──────── SELECTED TEXT

Saturday, July 16, 2011
I've been reminiscing a lot lately, one of those little things one likes to do with the mind when it is not preoccupied with worldly affairs. When you stop thinking, your mind seems to open up to a whole new world of imagery, sounds, smells, tastes, stranger senses even, that don't exist in reality; the impossible comes when reality stands by, because when the hard facts are pushed aside, we suddenly realise that the impossible is also a possibility. You chance upon new things that will lead you to greater discoveries.
In my case, I've been lounging a lot along the lane of memory. Things small and big, loud and soft, bright and dull, all forms of comparisons you can think of...they would somehow fish out little pieces of my past whose existence I had sometimes forgotten. I would see a woman playing a harmonica and remember my childhood self being fascinated with the creation of a new timbre. I would see falling leaves and see an autumn I may have lived through but never remembered. I would buy soyabean ice-cream and taste that nostalgic twinge of China's yam ice-cream I used to eat with my friend when I was three, and along with it all those sweet memories of a faraway childhood, which now flows back like an exhuberant child running up the lane with a bundle of colourful balloons as if flying a kite. My child self proudly presents to me its experiences and wishes me to acknowledge them. Is it strange, then, if I say that when I look at that little beamy child self, I suddenly feel very much like a mother?

────────────────
──────── LISTING

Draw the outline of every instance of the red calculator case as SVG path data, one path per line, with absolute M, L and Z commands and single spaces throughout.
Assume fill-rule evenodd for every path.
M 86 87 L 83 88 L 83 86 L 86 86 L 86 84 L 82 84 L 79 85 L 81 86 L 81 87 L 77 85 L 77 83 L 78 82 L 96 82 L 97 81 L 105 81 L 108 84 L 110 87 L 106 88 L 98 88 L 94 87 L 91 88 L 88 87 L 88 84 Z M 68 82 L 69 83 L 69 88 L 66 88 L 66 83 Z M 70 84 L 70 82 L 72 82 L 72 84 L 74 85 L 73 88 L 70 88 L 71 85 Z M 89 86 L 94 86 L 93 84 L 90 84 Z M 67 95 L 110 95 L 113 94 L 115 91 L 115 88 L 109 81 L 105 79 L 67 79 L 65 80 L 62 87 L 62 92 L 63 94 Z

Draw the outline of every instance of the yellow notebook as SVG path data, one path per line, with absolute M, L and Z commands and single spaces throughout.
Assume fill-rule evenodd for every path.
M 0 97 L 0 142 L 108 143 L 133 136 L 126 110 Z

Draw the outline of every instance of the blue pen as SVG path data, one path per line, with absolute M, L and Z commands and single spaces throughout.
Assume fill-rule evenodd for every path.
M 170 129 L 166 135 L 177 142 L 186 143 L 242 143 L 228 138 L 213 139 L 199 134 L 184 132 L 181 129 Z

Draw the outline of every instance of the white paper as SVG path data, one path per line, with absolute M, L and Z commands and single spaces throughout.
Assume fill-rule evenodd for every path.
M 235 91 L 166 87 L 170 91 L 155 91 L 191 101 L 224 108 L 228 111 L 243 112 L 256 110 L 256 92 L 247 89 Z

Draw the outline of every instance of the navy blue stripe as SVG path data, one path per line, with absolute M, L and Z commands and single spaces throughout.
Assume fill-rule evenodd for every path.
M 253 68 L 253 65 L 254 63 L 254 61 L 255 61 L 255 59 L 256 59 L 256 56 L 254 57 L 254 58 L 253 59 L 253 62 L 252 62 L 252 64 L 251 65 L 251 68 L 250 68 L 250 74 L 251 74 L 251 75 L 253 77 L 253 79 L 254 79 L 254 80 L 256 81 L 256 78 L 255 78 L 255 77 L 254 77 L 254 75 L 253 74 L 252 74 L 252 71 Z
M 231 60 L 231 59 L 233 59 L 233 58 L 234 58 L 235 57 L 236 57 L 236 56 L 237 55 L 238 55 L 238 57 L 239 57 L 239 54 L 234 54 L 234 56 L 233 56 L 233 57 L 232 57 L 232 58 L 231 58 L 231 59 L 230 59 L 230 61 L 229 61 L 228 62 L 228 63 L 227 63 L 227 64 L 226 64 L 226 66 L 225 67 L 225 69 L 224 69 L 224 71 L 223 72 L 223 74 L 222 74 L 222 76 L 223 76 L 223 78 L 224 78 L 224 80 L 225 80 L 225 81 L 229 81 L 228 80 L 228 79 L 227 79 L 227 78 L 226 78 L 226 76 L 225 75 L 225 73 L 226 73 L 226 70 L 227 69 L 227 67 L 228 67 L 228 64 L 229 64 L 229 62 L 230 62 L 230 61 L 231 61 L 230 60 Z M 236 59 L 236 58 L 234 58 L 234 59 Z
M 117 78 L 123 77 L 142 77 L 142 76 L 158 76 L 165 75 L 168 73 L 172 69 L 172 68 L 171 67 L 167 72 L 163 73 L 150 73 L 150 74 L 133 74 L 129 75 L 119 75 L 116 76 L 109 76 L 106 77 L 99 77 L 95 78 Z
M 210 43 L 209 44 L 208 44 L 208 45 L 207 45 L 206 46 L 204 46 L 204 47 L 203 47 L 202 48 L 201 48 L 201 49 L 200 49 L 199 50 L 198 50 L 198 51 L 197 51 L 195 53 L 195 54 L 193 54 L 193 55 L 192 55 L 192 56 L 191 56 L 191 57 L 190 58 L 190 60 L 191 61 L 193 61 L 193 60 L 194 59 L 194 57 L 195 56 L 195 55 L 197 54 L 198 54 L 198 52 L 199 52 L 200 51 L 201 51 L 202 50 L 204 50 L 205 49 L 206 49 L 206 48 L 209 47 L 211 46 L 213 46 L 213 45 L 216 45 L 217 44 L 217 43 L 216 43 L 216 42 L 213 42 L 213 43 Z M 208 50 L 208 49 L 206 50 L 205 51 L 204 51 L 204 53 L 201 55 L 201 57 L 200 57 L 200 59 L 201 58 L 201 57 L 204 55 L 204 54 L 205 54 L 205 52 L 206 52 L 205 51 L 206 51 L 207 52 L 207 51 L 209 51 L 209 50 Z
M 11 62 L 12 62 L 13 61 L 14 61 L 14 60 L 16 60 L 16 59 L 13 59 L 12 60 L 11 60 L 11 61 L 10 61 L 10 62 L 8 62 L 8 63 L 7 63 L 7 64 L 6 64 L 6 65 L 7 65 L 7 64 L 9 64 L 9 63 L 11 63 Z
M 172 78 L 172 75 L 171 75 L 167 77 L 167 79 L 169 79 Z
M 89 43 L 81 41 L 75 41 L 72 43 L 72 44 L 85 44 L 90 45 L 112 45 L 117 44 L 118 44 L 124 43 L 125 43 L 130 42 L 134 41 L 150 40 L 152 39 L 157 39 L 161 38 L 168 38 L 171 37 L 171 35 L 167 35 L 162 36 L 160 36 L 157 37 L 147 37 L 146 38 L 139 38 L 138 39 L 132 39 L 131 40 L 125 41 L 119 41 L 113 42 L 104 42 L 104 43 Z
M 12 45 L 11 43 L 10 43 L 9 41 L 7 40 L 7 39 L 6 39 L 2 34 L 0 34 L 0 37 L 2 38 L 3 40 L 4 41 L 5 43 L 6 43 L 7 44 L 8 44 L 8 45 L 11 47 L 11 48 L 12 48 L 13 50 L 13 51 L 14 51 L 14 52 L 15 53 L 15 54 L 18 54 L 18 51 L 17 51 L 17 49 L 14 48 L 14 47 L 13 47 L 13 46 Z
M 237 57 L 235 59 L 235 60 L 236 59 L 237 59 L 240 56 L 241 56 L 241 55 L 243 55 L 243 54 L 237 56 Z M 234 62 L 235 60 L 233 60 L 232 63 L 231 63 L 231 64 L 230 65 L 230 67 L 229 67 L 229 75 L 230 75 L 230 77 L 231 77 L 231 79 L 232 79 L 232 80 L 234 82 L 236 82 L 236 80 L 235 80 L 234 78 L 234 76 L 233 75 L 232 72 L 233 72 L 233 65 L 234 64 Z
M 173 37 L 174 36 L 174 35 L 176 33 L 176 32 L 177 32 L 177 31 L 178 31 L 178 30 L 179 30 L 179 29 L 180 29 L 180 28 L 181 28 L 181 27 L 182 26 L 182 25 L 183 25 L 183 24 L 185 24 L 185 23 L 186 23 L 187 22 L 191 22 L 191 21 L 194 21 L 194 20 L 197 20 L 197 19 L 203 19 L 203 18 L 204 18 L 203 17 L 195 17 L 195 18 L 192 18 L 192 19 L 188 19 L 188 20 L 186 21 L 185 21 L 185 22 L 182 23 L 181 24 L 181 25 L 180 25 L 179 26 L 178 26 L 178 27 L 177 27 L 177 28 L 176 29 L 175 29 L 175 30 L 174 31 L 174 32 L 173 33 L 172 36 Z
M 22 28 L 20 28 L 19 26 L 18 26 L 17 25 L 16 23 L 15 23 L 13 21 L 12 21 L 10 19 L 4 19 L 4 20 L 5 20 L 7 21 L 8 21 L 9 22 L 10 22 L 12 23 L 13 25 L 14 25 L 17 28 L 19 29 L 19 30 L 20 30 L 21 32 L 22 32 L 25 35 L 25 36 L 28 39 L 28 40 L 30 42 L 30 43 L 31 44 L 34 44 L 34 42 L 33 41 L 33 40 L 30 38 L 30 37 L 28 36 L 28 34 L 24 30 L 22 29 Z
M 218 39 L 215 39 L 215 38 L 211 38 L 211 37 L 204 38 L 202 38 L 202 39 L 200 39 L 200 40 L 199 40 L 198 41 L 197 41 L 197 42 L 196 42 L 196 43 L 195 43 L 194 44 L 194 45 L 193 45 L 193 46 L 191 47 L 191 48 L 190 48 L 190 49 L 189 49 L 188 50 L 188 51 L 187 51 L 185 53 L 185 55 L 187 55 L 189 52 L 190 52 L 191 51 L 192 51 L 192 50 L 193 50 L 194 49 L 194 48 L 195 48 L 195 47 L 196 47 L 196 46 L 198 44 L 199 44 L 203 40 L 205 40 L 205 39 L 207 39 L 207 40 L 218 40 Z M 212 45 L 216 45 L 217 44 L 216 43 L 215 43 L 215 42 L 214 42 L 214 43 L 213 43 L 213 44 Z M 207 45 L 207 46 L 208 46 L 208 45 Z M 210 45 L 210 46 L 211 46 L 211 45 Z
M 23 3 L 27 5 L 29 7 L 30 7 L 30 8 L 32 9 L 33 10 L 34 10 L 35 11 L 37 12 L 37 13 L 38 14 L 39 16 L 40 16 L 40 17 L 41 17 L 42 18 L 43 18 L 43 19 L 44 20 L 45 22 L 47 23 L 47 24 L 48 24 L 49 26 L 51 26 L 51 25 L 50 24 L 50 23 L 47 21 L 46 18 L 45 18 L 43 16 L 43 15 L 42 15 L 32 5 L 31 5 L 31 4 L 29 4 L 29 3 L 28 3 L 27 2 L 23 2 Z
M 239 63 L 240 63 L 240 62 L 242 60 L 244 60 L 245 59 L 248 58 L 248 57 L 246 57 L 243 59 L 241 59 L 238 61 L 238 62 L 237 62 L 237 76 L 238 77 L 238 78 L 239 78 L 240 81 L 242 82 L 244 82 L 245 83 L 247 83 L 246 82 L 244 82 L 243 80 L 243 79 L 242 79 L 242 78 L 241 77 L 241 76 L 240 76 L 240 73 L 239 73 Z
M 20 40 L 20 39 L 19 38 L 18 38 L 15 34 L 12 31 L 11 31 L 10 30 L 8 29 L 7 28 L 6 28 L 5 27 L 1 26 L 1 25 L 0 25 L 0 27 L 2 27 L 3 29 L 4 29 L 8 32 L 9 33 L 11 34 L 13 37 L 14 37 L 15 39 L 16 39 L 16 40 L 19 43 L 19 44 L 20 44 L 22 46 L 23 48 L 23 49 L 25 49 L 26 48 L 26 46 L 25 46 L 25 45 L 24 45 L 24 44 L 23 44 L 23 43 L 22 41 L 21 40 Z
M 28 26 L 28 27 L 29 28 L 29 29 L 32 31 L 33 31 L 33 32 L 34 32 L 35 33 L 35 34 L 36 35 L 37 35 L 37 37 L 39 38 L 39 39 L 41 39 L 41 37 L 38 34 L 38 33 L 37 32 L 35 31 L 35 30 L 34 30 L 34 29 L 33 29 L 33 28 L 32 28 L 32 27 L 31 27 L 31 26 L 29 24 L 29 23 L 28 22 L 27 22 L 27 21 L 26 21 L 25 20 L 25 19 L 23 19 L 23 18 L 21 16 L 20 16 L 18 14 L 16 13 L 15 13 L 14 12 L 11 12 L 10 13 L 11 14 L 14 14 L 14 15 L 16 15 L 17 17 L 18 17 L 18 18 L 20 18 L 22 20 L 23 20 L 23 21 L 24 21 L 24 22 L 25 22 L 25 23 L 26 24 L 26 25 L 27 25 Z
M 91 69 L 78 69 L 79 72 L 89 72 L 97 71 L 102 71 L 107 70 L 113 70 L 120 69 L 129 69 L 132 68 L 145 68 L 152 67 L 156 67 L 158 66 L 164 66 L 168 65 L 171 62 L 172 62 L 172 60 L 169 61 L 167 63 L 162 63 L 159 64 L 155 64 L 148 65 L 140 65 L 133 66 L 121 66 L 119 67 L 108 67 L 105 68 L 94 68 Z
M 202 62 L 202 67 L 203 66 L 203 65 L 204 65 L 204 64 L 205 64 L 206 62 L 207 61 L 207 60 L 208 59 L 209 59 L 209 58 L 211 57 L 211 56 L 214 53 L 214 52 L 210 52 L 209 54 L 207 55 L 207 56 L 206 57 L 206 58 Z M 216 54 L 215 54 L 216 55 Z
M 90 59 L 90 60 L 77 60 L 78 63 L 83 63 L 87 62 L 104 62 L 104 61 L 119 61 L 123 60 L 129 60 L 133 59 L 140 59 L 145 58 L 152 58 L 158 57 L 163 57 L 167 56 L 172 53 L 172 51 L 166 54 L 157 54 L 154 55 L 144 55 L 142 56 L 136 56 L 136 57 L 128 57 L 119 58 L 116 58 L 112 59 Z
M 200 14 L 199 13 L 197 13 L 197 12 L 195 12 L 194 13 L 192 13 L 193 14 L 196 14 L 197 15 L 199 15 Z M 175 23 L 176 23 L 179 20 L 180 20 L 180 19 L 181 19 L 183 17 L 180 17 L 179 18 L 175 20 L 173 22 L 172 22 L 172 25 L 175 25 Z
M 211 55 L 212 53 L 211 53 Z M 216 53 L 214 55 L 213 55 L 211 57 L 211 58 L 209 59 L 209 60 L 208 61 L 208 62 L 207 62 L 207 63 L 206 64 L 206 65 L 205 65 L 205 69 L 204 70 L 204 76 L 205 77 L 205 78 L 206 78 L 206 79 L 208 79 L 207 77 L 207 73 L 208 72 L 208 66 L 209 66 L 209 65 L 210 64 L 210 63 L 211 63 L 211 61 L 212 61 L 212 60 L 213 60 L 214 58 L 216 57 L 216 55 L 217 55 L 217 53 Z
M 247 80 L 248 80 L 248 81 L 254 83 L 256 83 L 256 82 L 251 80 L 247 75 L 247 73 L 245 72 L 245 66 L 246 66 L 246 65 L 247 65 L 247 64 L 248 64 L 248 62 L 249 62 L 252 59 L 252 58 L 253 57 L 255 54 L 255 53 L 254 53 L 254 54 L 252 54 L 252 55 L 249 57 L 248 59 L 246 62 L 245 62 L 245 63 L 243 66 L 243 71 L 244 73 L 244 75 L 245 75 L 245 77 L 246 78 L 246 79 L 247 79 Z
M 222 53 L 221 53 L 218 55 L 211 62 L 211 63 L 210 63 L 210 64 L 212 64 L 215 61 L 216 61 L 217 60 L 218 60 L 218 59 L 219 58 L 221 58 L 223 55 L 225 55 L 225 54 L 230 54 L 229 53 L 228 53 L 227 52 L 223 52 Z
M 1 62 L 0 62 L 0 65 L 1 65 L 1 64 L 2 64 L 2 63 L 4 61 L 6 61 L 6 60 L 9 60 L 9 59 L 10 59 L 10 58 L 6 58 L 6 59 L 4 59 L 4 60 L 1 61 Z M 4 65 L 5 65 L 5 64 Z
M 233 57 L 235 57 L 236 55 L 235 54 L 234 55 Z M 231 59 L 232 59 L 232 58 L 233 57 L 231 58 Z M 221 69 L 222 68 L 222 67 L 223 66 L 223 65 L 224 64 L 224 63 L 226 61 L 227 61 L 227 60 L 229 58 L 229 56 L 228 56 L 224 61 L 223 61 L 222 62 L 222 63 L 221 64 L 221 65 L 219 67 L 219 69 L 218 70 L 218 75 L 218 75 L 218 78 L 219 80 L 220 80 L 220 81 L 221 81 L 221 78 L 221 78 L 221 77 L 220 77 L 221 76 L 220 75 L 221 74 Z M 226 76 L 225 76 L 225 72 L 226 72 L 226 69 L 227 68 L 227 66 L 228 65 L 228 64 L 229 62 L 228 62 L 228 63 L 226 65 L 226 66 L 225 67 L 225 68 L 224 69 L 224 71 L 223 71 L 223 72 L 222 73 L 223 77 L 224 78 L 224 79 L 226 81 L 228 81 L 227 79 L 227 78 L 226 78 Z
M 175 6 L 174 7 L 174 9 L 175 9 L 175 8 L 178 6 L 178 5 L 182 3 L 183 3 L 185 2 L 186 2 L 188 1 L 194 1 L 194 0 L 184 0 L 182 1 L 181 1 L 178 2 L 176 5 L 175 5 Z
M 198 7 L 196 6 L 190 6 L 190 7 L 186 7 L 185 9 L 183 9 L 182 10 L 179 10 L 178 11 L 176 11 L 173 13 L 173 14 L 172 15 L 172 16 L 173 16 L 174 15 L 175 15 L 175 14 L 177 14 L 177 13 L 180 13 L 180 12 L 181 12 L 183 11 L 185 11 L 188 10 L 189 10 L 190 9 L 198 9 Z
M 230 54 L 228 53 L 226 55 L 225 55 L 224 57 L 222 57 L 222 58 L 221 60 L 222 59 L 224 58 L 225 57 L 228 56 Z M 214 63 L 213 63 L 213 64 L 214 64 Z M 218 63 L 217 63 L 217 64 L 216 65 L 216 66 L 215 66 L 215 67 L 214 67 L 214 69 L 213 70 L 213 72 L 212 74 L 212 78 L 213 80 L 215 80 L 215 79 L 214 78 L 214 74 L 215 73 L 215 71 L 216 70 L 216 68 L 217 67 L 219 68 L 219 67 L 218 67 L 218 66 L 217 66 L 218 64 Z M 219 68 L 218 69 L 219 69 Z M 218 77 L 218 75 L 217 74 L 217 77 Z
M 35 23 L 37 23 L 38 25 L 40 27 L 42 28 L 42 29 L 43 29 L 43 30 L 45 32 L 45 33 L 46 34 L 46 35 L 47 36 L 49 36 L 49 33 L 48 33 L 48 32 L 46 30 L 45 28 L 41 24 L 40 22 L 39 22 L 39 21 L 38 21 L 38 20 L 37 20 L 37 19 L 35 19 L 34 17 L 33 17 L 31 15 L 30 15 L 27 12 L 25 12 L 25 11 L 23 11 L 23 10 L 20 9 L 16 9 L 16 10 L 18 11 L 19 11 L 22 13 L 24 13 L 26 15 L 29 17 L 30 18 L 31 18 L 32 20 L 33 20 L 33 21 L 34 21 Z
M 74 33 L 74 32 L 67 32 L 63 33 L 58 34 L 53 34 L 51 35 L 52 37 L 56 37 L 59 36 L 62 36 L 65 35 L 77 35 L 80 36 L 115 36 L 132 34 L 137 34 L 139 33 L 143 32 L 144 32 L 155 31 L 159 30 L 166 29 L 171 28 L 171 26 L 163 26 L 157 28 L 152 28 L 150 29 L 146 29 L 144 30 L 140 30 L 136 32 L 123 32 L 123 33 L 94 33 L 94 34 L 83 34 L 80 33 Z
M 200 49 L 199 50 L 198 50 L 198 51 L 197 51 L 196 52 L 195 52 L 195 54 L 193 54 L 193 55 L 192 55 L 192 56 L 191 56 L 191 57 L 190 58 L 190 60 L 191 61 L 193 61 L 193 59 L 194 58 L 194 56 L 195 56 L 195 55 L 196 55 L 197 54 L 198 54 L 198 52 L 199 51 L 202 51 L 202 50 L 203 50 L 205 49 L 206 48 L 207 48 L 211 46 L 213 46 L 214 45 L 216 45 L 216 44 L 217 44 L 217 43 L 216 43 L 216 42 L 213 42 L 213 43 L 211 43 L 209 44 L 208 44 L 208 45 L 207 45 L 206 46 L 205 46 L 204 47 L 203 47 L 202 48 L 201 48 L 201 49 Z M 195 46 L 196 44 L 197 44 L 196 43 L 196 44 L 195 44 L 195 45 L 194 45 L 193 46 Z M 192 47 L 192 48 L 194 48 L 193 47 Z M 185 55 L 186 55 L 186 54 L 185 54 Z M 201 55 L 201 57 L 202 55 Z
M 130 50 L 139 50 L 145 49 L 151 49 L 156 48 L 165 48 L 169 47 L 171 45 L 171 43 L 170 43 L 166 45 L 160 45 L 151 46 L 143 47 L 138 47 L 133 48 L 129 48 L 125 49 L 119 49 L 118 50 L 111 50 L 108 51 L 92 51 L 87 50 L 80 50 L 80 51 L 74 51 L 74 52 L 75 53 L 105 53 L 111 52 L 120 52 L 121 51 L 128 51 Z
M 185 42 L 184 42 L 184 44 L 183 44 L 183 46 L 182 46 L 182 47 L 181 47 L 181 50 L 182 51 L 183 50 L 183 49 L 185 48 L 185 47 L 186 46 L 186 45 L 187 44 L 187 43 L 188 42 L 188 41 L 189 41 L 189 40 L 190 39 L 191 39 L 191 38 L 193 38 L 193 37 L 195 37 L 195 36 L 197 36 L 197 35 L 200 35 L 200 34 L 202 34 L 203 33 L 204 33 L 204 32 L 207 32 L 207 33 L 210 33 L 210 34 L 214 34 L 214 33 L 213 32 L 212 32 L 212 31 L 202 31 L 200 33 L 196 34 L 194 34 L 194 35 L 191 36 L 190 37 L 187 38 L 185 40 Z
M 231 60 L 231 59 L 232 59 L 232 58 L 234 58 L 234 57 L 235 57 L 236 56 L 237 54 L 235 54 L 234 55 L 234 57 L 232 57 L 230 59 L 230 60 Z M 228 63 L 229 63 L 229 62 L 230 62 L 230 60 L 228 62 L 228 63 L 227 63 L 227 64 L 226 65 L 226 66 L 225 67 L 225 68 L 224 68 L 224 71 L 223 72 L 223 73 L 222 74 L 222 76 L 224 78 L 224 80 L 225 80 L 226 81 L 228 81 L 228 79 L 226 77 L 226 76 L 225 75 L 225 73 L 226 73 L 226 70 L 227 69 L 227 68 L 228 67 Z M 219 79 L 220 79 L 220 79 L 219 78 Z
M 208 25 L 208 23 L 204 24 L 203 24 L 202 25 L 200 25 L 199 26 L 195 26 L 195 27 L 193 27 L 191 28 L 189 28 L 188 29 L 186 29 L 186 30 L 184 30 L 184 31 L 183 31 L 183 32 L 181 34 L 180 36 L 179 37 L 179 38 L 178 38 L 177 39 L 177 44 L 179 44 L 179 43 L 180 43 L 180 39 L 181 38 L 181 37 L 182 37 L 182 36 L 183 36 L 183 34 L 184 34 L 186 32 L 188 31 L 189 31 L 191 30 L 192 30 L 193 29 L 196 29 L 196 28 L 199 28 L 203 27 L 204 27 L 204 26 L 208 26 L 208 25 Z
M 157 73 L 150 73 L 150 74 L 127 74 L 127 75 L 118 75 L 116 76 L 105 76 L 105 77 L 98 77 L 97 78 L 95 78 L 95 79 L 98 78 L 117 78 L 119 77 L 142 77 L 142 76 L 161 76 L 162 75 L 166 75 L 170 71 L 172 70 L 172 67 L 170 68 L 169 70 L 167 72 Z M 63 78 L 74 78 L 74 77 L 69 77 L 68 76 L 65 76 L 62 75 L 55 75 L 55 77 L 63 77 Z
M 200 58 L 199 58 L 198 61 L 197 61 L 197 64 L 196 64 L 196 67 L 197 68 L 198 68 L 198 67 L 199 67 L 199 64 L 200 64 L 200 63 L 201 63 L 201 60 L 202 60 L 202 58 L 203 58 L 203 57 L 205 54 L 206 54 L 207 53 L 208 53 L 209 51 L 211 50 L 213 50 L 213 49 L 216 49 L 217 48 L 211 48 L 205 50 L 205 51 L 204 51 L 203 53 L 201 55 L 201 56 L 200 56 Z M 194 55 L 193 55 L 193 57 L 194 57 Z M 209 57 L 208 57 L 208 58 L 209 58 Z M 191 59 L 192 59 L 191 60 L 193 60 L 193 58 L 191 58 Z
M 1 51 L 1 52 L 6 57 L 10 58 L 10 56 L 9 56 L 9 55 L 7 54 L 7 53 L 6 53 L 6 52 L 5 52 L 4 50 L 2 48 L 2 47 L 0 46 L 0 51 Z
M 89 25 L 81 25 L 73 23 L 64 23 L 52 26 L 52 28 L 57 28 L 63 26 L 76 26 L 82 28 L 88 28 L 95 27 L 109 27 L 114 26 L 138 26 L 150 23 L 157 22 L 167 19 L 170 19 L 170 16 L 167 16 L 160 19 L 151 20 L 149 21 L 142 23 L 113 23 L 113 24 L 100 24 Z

────────────────

# YOUR INSTRUCTIONS
In one to three sentences, explain why the passage on reminiscing says the impossible comes when reality stands by. The rows above are separate material, apart from the passage on reminiscing.

# EXERCISE SOLUTION
When the hard facts are pushed aside, we suddenly realize that the impossible is also a possibility. So once reality steps back, the impossible can come.